Excerpts from a detection dataset:
•••
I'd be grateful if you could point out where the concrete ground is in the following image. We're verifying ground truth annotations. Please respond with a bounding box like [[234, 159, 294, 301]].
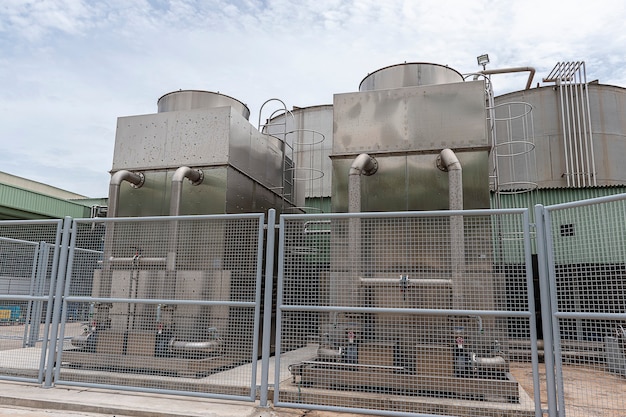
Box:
[[0, 381, 370, 417]]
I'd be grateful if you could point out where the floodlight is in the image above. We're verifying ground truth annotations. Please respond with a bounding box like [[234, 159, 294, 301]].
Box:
[[476, 54, 489, 70]]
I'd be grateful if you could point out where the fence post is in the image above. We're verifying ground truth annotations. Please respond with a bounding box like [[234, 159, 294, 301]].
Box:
[[259, 209, 279, 407], [44, 217, 72, 388], [535, 204, 558, 417]]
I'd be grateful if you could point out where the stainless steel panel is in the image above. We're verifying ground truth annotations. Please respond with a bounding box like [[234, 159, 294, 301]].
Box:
[[331, 150, 490, 212], [333, 81, 489, 155], [118, 166, 227, 217], [266, 104, 333, 198], [157, 90, 250, 120], [359, 62, 463, 91], [113, 107, 232, 171], [495, 84, 626, 188]]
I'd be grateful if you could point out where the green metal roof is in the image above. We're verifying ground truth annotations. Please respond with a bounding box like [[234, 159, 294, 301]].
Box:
[[0, 183, 91, 220]]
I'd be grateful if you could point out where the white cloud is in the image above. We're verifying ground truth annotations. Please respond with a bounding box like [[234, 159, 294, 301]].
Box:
[[0, 0, 626, 196]]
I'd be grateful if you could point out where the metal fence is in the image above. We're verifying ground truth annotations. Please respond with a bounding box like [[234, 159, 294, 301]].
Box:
[[535, 195, 626, 416], [0, 201, 626, 417], [274, 210, 541, 416], [54, 214, 264, 401], [0, 220, 63, 383]]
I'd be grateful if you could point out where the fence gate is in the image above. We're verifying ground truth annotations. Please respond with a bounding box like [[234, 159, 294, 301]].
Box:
[[0, 220, 63, 383], [535, 195, 626, 416], [274, 210, 542, 417], [54, 214, 266, 401]]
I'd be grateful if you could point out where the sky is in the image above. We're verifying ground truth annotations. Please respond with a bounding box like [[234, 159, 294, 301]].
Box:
[[0, 0, 626, 198]]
•••
SHORT EXERCISE: Restate the data above exactly, stripping out each image.

SOLUTION FOR THIS TASK:
I'd be grateful if you could point out where the concrete ground is in the following image. We're verifying ground truth annotations. Please respond with a bounding box like [[234, 159, 294, 301]].
Box:
[[0, 381, 370, 417]]
I'd be grateful if you could point out where the floodlight is in the image above. We're verifying ground truth annotations. Please respond with a bounding box like [[234, 159, 294, 301]].
Box:
[[476, 54, 489, 70]]
I'd be grateful if you could point out where the fence post is in the image above. We're verifying ground truth annotations. Please respond with a bounding box like [[234, 159, 294, 301]].
Box:
[[259, 209, 279, 407], [44, 217, 72, 388], [535, 204, 558, 417]]
I'd be grateful if you could point out where the stainless steel panel is in the image above. We're verifying ground truth annotations. Please respond with a bounding box like [[234, 159, 294, 301]].
Box:
[[331, 150, 490, 212], [333, 81, 489, 155], [118, 166, 227, 217], [266, 104, 333, 198], [157, 90, 250, 120], [359, 62, 463, 91], [113, 107, 232, 171], [495, 84, 626, 188]]
I'd be grateful if you could point out where the green metal roof is in the image above. We're verifying ground truth annotations. Please respond with a bounding box like [[234, 159, 294, 301]].
Box:
[[0, 183, 91, 220]]
I'd be grateful if you could point out where the white cloud is in the image above. We're verifying ground truth annotations. Please respond with a bounding box like [[234, 159, 294, 301]].
Box:
[[0, 0, 626, 196]]
I'd be grateful if you could point out where the metal fence is in the image above. We're verifying ground truth annotations. Please respond with a bounding box like [[234, 159, 294, 301]].
Box:
[[535, 195, 626, 416], [0, 201, 626, 417], [274, 210, 541, 416], [54, 214, 264, 401], [0, 220, 63, 383]]
I'd be grateful if you could point out where the fence gate is in the image above. We're verifying ground truth annotations. Please respond with a bounding box like [[234, 159, 294, 301]].
Box:
[[0, 220, 63, 383], [535, 195, 626, 416], [274, 210, 542, 417], [54, 214, 266, 401]]
I'd be grateful if you could point out where the sky is in the image above. We're verifying ground truth annotations. Please respond with a bounding box like [[234, 159, 294, 301]].
Box:
[[0, 0, 626, 198]]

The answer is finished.